Can you copy out all of the material below word for word, leaving nothing out?

• • • •

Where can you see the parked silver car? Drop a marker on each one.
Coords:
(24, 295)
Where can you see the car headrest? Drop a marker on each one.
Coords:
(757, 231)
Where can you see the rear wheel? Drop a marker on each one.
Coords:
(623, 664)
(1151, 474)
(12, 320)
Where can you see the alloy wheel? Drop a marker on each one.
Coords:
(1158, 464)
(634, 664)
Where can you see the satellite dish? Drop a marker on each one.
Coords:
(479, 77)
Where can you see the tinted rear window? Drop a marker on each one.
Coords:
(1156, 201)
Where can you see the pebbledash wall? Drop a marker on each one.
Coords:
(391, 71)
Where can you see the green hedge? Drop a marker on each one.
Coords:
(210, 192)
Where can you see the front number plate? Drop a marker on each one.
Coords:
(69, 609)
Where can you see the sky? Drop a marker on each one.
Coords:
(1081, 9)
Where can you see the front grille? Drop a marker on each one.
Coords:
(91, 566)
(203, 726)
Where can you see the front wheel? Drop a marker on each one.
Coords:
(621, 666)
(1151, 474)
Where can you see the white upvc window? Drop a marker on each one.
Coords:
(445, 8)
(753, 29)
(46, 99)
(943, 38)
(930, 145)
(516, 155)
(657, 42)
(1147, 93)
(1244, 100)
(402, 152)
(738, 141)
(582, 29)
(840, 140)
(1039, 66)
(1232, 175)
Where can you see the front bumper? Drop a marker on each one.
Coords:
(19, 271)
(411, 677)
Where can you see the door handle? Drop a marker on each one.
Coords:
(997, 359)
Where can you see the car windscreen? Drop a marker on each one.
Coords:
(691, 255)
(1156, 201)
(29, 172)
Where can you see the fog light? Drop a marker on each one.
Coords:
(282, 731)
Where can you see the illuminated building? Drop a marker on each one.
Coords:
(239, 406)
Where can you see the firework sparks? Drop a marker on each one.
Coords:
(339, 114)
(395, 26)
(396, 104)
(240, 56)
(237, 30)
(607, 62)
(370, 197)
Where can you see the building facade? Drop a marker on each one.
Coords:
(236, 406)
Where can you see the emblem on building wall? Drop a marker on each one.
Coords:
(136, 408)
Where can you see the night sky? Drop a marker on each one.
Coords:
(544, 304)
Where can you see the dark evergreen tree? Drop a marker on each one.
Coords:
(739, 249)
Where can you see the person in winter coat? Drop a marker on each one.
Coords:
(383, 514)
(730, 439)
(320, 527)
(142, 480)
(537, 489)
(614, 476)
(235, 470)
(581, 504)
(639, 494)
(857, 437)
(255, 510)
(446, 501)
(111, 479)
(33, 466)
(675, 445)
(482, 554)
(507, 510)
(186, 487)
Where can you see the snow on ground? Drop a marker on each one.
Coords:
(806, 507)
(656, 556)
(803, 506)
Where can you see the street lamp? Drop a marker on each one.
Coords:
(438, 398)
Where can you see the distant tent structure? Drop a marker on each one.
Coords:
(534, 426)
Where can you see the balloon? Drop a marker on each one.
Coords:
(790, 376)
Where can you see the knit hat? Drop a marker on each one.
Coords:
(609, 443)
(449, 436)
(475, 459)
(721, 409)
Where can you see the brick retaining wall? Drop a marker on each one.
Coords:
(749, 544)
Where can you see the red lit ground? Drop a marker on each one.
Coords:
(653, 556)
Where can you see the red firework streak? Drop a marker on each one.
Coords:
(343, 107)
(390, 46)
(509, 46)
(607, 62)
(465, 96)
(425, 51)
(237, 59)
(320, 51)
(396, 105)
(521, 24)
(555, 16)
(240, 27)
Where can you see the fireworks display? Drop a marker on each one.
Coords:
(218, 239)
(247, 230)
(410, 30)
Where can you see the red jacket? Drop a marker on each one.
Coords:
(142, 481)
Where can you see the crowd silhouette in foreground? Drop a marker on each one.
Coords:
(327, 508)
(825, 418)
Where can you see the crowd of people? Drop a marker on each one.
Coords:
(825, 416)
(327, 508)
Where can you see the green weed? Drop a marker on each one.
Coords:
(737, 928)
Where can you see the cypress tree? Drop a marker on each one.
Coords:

• • • •

▸ Full response
Where can you see the parked silver car? Drop a marker on each one.
Coords:
(24, 295)
Where can you see the car headrest? Drop a marker on each one.
Coords:
(757, 231)
Where can you see the rear wheel? Drop a marker on each one.
Coords:
(623, 664)
(1151, 474)
(12, 320)
Where can you see the alloy wheel? Drop a marker on each one.
Coords:
(1158, 464)
(634, 664)
Where can you see the satellite dish? Drop a marker on each one.
Coords:
(479, 77)
Where can you see the tinted rear window? Drop a marker on each one.
Coords:
(1156, 201)
Where can you see the pebbledash wall? Drop a marker on each one.
Coords:
(391, 71)
Where can you see the green hedge? Drop a marker on each one.
Coords:
(210, 192)
Where can you see the front number plate? Drop a marker on each one.
Coords:
(69, 609)
Where can you see the sky? Drop a marker on each one.
Coords:
(1081, 9)
Where can you see the front grille? Drop a marker on each one.
Coords:
(91, 566)
(203, 726)
Where can you see the front wheel? Drop a marker on each one.
Coords:
(621, 666)
(1151, 474)
Where can you see the white upvc window? Drop a marker on each one.
Coords:
(445, 8)
(753, 29)
(46, 99)
(943, 38)
(930, 145)
(516, 155)
(657, 42)
(1147, 93)
(1244, 100)
(402, 152)
(738, 141)
(582, 29)
(840, 140)
(1039, 66)
(1232, 175)
Where can you see the front bumper? Drop a marker on each one.
Coords:
(19, 271)
(411, 677)
Where can you see the door handle? Drop a marker on each one.
Coords:
(997, 359)
Where can you see the car windscreen? Drop a marker on each one.
Coords:
(691, 255)
(1156, 201)
(29, 172)
Where can you see the fog light? Drop a marker on each one.
Coords:
(282, 731)
Where can you see the illuminated building? Drop a marker on each one.
Coords:
(239, 406)
Where can you see the firework sparks? Drop a marker on each one.
Coords:
(339, 114)
(395, 26)
(396, 104)
(240, 56)
(237, 30)
(607, 62)
(370, 197)
Where can you see the building facade? Drop a marker on each one.
Coords:
(236, 406)
Where can you see the emblem on building wall? Drop a marker on each one.
Coords:
(136, 408)
Where can you see the night sky? Drop a marker on each one.
Coords:
(544, 304)
Where can you see the dark evergreen tree? Drop a marker on each one.
Coords:
(739, 249)
Where can you see the person in winter coat? Drop a marker on each one.
Coords:
(383, 514)
(730, 439)
(320, 527)
(142, 480)
(537, 489)
(614, 476)
(235, 470)
(581, 504)
(639, 494)
(857, 437)
(255, 510)
(446, 501)
(111, 479)
(33, 466)
(675, 445)
(482, 554)
(507, 510)
(186, 487)
Where can you see the snow on ground? Drop a marker on each one.
Coords:
(806, 507)
(656, 556)
(803, 506)
Where can you see the street lamp? Drop a marker on each one.
Coords:
(438, 398)
Where can you see the distant tent structure? Drop a marker on each one.
Coords:
(534, 426)
Where can you see the balloon? Drop a marker on each one.
Coords:
(790, 376)
Where can you see the knit hat? Drop a marker on each one.
Coords:
(609, 443)
(449, 436)
(475, 459)
(721, 409)
Where can you see the brick retaining wall? Drop a marker on each one.
Coords:
(749, 544)
Where can you see the red lit ground? Drop a marker on each one.
Coords:
(653, 556)
Where can you see the red firework streak? Drop a marker on each one.
Coords:
(343, 107)
(390, 46)
(509, 46)
(607, 62)
(465, 96)
(425, 51)
(237, 59)
(320, 51)
(396, 105)
(521, 24)
(555, 16)
(240, 27)
Where can you see the fireworks display? Drop a marker on each one.
Coords:
(218, 239)
(247, 230)
(410, 30)
Where can you see the red jacket? Drop a marker on each one.
Coords:
(142, 481)
Where can you see the crowd silhouette in foreground? Drop a marker on each one.
Coords:
(327, 508)
(825, 418)
Where can you see the crowd of people? Drop a marker on each one.
Coords:
(825, 416)
(327, 508)
Where can you see the green weed? Drop a marker on each one.
Coords:
(737, 928)
Where can you see the cypress tree? Drop a marker on each one.
Coords:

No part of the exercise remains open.